> Document:

■ ■ ■ ■ ■ ■ ■

World History Section 2

Timeline created by EffanUrkel
  • Jun 19, 1566

    King James II

    Was King of England for a short period of time. Was kicked out of the throne because he was catholic. His daughter Mary and her husband William, replaced King James II. He ran away and never came back.
  • Apr 13, 1570

    Guy Fawkes

    He was a plotter that wanted to blow up the House of Parliament and King James 1. He is famously known for the Gun Powder Plot that failed miserably and led to his arrest. He was tortured and executed. There is a day named after him that celebrates the defeat of his Plot.
  • The Gun Powder Plot

    Guy Fawkes and Robert Catesby failed attempt of blowing up King James 1 and The House of Parliament. They were gonna do it by got caught and thrown in jail. They got tortured and executed.
  • The Petition of Rights

    These rights limited the power of the King, which was King James 1. King James 1 always talked to Parliament only when he needed money. So to stop that from happening always. Parliament made the Petition of Rights to stop King James 1 from money always. The Rights limited King James 1 powers and made Parliament more powerful.
  • The Glorious Revolution

    A revolution in which King James II was replaced by his daughter Mary and her husband William. King James was replaced because he was catholic. The citizens chose William and Mary because Mary was the daughter of King James II and she was married to William, who was the ruler of the Netherlands.
  • The Ruling of William and Mary

    William and Mary took over the throne from King James II when he tried to make everyone catholic. Mary was the daughter of King James and her husband was William, ruler of the Netherlands. William was born on November 4, 1650 and Mary was born on April 30, 1662.
  • The First Steam Engine

    The steam engine was developed over a period of about a hundred years by three British inventors. The first steam engine was built by Thomas Savery, of England, in 1698. Savery built his machine to help pump water out of coal mines.
  • The Steam Engine

    Created in 1698, the steam engine is a heat engine that performs mechanical work using steam as its working fluid. The steam engine uses the force produced by steam pressure to push a piston back and forth inside a cylinder. This pushing force is transformed, by a connecting rod and flywheel, into rotational force for work.
  • Industrial Revolution

    The Industrial Revolution, now also known as the First Industrial Revolution, was the transition to new manufacturing processes in Europe and the United States, in the period from about 1760 to sometime between 1820 and 1840. It gave way to new innovations and ideas across the globe.
  • The Invention of the Spinning Jenny

    The spinning jenny is a multi-spindle spinning frame, and was one of the key developments in the industrialization of weaving during the early Industrial Revolution. It was invented in 1764 by James Hargreaves in England.

■ ■ ■ ■ ■ ■ ■

> Dataset extract:
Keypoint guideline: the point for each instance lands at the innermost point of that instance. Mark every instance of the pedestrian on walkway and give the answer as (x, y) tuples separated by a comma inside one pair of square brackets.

■ ■ ■ ■ ■ ■ ■

> Objective:
Write the next part of the world history timeline, starting after its entry on the spinning jenny.

> Written answer:
  • Samuel Slater coming to America

    Samuel Slater was an English-born manufacturer who introduced the first water-powered cotton mill to the United States. This invention revolutionized the textile industry and paved the way for the Industrial Revolution. Samuel Slater was born in Derbyshire, England, on June 9, 1768. He came to America and help him fund out about the other Industrial Revolutions.
  • Napoleon Bonaparte

    Napoleon Bonaparte was a French statesman and military leader who rose to power during the French Revolution and led several successful campaigns during the French Revolution. He was Emperor of the French and changed France for the better.
  • The Publishing of Amazon Grace

    Amazing Grace is a Christian hymn published in 1779, with words written in 1772 by the English poet John Newton. Newton wrote the words from personal experience.
  • The French Revolution

    The French Revolution was a period of time in France in which people overthrew the monarchy and took control of the government. The French Revolution lasted 10 years from 1789 to 1799. It began on July 14, 1789 when revolutionaries stormed a prison called the Bastille.
  • The French Revolution(Revolutions of 1800s)

    The French Revolution was a period of far-reaching social and political upheaval in France and its colonies beginning in 1789. The Revolution overthrew the monarchy, established a republic, catalyzed violent periods of political turmoil, and finally culminated in a dictatorship under Napoleon who brought many of its principles to areas he conquered in Western Europe and beyond.
  • The Storming of Bastille

    Angry revolutionaries storm the Bastille. By doing this, not only does it serve to make a statement against the monarchy but the mob also attained weapons and gunpowder that were kept in the prison.
  • The Royal Family attempts to flee

    King Louis XVI and his family attempt to flee from France but are caught at Varennes. The guards recognized him. They are sent back to Paris where the King is forced to go on trial.
  • The Reign of Terror

    Thousands of people are sentenced to death by execution that is caused by conflict between two political parties the Jacobins, and the Girondists. The leader of the Jacobins, Maximilien arises as a new leader of the Revolution.
  • The Execution of the Louis XVI

    After being put on trial the king is sentenced to death. He is executed by the guillotine on January 21, 1793. His head was shown to the crowd.
  • The Patenting of the Cotton Gin

    In 1794, U.S.-born inventor Eli Whitney patented the cotton gin, a machine that revolutionized the production of cotton by greatly speeding up the process of removing seeds from cotton fiber. By the mid-19th century, cotton had become America's leading export. It also kept slavery alive because it could make getting cotton faster and more profitable.
  • The Locomotive

    Created in 1802, the locomotive is a rail transport vehicle that provides the motive power for a train. The use of these vehicles is increasingly common for passenger trains. Traditionally, locomotives pulled trains from the front.
  • Napoleonic Wars

    The Napoleonic Wars were a series of major conflicts pitting the French Empire and its allies which was led by Napoleon, against a overflowing array of European powers formed into various groups financed and usually led by the United Kingdom. The Wars lasted for 12 years. The Napoleonic Wars continued the Wars of the French Revolution.
  • The Abolition of the Slave Trade Bill

    It became illegal in Britain to buy and sell people. Parliament gave a round of applause to William Wilberforce who had tears running down his face.
  • The Invention of the Locomotive

    The first successful steam locomotive was built in 1812–13 by John Blenkinsop. The locomotive paved the way for traveling.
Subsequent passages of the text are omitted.